» **Directions**: Can you copy out every line of the listing below exactly as it stands, leaving the pictures out?

» **Data extract**:
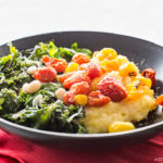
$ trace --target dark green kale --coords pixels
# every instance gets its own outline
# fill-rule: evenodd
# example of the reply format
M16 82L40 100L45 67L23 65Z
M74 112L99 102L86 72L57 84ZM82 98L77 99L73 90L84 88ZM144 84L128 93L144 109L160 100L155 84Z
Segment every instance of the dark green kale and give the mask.
M20 98L14 90L3 88L0 91L0 114L15 113L20 109Z
M63 47L57 47L53 41L50 41L49 43L40 42L37 46L35 46L34 50L32 51L29 59L30 60L40 60L42 55L49 55L57 59L65 59L67 62L72 60L72 57L76 52L83 52L87 55L91 57L92 52L89 49L86 48L78 48L77 42L74 42L71 48L63 48ZM28 53L27 51L24 51L24 53Z
M74 42L72 46L71 46L71 49L77 51L77 52L83 52L85 54L87 54L88 57L92 57L92 52L90 49L87 49L87 48L78 48L78 45L77 42Z
M40 97L41 103L39 103L40 105L37 104L37 106L41 106L41 105L45 105L45 104L53 103L57 100L54 92L60 87L61 87L61 84L57 84L57 83L42 84L40 90L37 91L36 93L25 95L26 99L25 99L24 103L25 103L26 106L35 106L37 104L36 98L38 96L41 96ZM36 101L36 102L34 102L34 101Z
M87 133L79 122L85 116L83 106L64 105L57 100L55 90L61 88L60 83L42 84L39 91L25 95L21 91L25 83L30 83L34 77L27 74L27 68L35 65L42 66L42 55L62 58L67 62L77 52L91 55L91 51L78 48L77 43L72 49L57 47L53 41L40 42L34 49L18 51L10 46L10 54L0 58L0 115L14 123L63 133Z
M62 133L87 133L85 126L78 122L84 116L83 106L66 106L63 101L58 100L41 109L28 108L4 117L33 128Z

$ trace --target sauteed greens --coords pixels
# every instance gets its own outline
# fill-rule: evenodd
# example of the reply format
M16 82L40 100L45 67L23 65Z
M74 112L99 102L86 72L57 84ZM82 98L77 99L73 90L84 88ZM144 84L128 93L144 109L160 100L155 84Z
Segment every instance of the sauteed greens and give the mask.
M84 52L91 57L91 51L78 48L73 43L71 48L57 47L53 41L39 42L35 48L18 51L9 43L10 54L0 58L0 116L11 122L46 130L64 133L87 133L85 126L78 122L85 116L82 105L65 105L58 100L55 91L62 87L59 80L43 83L34 93L24 93L22 87L32 83L34 76L27 73L28 67L42 67L42 55L71 61L76 52Z

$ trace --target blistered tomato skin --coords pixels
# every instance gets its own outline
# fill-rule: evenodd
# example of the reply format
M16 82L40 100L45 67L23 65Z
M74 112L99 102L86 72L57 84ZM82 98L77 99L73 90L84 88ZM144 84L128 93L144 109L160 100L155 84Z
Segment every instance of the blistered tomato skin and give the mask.
M52 67L40 67L35 71L34 78L38 79L41 83L55 82L57 72Z
M86 72L78 71L77 73L74 73L71 77L64 80L63 87L70 89L74 84L80 82L87 82L90 85L91 80Z
M100 76L100 67L90 62L90 63L86 63L86 64L82 64L79 67L82 71L87 72L88 76L90 77L90 79L93 79L95 77L99 77Z
M74 74L74 72L62 74L62 75L59 75L58 78L59 78L60 83L64 83L64 80L67 79L68 77L71 77L73 74Z
M51 58L48 57L48 55L43 55L43 57L42 57L42 62L43 62L43 63L48 63L48 62L50 62L50 60L51 60Z
M120 102L127 97L127 92L121 80L112 76L105 76L102 80L100 80L98 89L104 96L110 97L113 102Z
M84 63L89 63L90 58L87 54L77 53L73 57L72 62L76 62L80 65L80 64L84 64Z
M71 91L74 95L88 95L90 92L90 86L87 82L77 83L71 87Z
M158 105L158 104L163 105L163 95L161 95L161 96L159 96L159 97L156 98L155 104L156 104L156 105Z
M75 104L75 95L72 91L67 91L64 96L63 96L63 102L66 105L71 105L71 104Z
M91 91L88 96L88 105L89 106L100 106L109 103L111 99L106 96L103 96L100 90Z
M155 85L155 71L152 68L146 68L141 73L142 76L150 78L152 80L152 87Z

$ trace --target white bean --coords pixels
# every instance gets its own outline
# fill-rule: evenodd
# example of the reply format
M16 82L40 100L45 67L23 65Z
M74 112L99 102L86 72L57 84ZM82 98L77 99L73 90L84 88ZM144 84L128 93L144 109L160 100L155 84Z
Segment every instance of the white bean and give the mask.
M27 73L33 75L35 73L35 71L37 70L37 67L34 65L34 66L30 66L27 68Z
M63 100L64 95L66 93L66 90L64 88L59 88L55 91L55 96L59 100Z

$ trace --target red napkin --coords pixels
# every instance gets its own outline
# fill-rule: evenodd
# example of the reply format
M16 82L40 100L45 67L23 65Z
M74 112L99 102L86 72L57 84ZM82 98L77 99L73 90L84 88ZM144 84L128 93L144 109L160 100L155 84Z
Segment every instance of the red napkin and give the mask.
M163 131L129 148L72 152L35 145L0 130L0 163L163 163Z

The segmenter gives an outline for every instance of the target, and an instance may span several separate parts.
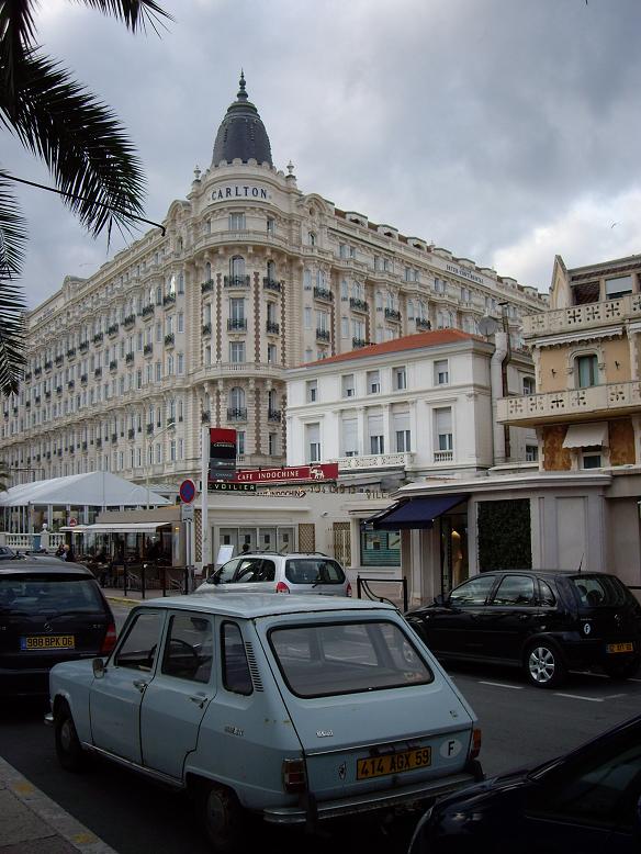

» **Solution for this exercise**:
$ trace --target dark green kale --coords pixels
# every instance gets its own outline
# fill-rule: evenodd
# example of the reply format
M16 82L40 100L45 67L23 65Z
M74 112L99 102L86 72L57 84ZM82 98L77 99L73 90L84 88ZM144 84L128 93L144 109L160 100L155 84Z
Segment every instance of the dark green kale and give the mask.
M20 98L14 90L3 88L0 91L0 114L15 113L20 109Z
M63 47L57 47L53 41L50 41L49 43L40 42L37 46L35 46L34 50L32 51L29 59L30 60L40 60L42 55L49 55L57 59L65 59L67 62L72 60L72 57L76 52L83 52L87 55L91 57L92 52L89 49L86 48L78 48L77 42L74 42L71 48L63 48ZM28 53L27 51L24 51L24 53Z
M74 42L72 46L71 46L71 49L77 51L77 52L83 52L85 54L87 54L88 57L92 57L92 52L90 49L87 49L87 48L78 48L78 45L77 42Z
M40 97L41 103L39 103L40 105L37 104L37 106L41 106L41 105L45 105L45 104L53 103L57 100L54 92L60 87L61 87L61 84L57 84L57 83L42 84L40 90L37 91L36 93L25 95L26 99L25 99L24 103L25 103L26 106L35 106L37 104L36 98L38 96L41 96ZM36 101L36 102L34 102L34 101Z
M87 133L79 122L85 116L83 106L64 105L57 100L55 90L61 88L60 83L42 84L39 91L25 95L21 91L25 83L30 83L34 77L27 74L27 68L35 65L42 66L42 55L62 58L67 62L77 52L91 55L91 51L78 48L77 43L72 49L57 47L53 41L40 42L34 49L18 51L10 46L10 54L0 58L0 115L14 123L63 133Z
M62 133L87 133L85 126L78 122L84 116L83 106L66 106L63 101L58 100L41 109L28 108L4 117L33 128Z

$ trace --target sauteed greens --coords pixels
# every instance gets its own outline
# fill-rule: evenodd
# example of the reply format
M16 82L40 100L45 67L23 65Z
M74 112L99 102L86 72L57 84ZM82 98L77 99L73 90L84 88ZM144 84L128 93L144 109L160 100L155 84Z
Segment every instance of the sauteed greens and give the mask.
M84 52L91 57L91 51L78 48L73 43L71 48L57 47L53 41L39 42L35 48L18 51L9 43L10 54L0 58L0 116L11 122L46 130L64 133L87 133L85 126L78 122L85 116L82 105L65 105L58 100L55 91L62 87L59 80L43 83L34 93L24 93L22 87L32 83L34 76L27 73L28 67L42 67L42 55L71 61L76 52Z

$ trace --target blistered tomato skin --coords pixels
# every instance gets its own outline
# fill-rule: evenodd
# example of the reply format
M16 82L40 100L45 67L23 65Z
M74 112L99 102L86 72L57 84ZM82 98L77 99L73 90L84 88ZM144 84L128 93L144 109L160 100L155 84Z
Segment every instance of the blistered tomato skin and give the mask.
M52 67L40 67L35 71L34 78L38 79L41 83L55 82L57 72Z
M86 72L78 71L77 73L74 73L71 77L64 80L63 87L70 89L74 84L80 82L87 82L90 85L91 80Z
M100 76L100 67L90 62L90 63L86 63L86 64L82 64L79 67L82 71L87 72L88 76L90 77L90 79L93 79L95 77L99 77Z
M74 74L74 72L62 74L62 75L59 75L58 78L59 78L60 83L64 83L64 80L67 79L68 77L71 77L73 74Z
M51 58L48 57L48 55L43 55L43 57L42 57L42 62L43 62L43 63L48 63L48 62L50 62L50 60L51 60Z
M120 102L127 97L127 92L121 80L112 76L105 76L102 80L100 80L98 89L104 96L110 97L113 102Z
M84 63L89 63L90 58L87 54L77 53L73 57L72 62L76 62L80 65L80 64L84 64Z
M71 91L74 95L88 95L90 92L90 86L87 82L77 83L71 87Z
M158 105L158 104L163 105L163 95L161 95L161 96L159 96L159 97L156 98L155 104L156 104L156 105Z
M75 104L75 95L72 91L67 91L64 96L63 96L63 102L66 105L71 105L71 104Z
M91 91L88 96L88 105L89 106L100 106L109 103L111 99L106 96L103 96L100 90Z
M155 85L155 71L152 68L146 68L141 73L142 76L150 78L152 80L152 87Z

$ trace --target white bean --coords pixels
# every instance gets its own outline
# fill-rule: evenodd
# example of the reply format
M16 82L40 100L45 67L23 65Z
M74 112L99 102L86 72L57 84ZM82 98L77 99L73 90L84 88ZM144 84L128 93L144 109L160 100L155 84Z
Segment every instance of the white bean and give the mask.
M27 73L33 75L35 73L35 71L37 70L37 67L34 65L34 66L30 66L27 68Z
M63 100L64 95L66 93L66 90L64 88L59 88L55 91L55 96L59 100Z

$ trace --target red napkin --coords pixels
# every instance gets its own outline
# fill-rule: evenodd
# example of the reply format
M16 82L40 100L45 67L23 65Z
M74 112L99 102L86 72L57 84ZM82 98L77 99L73 90L84 88ZM144 84L128 93L144 109L160 100L155 84Z
Segment every instance of the red napkin and give the mask.
M163 131L129 148L72 152L35 145L0 130L0 163L163 163Z

The segmenter gives an outline for every instance of the target, and an instance may span several separate parts.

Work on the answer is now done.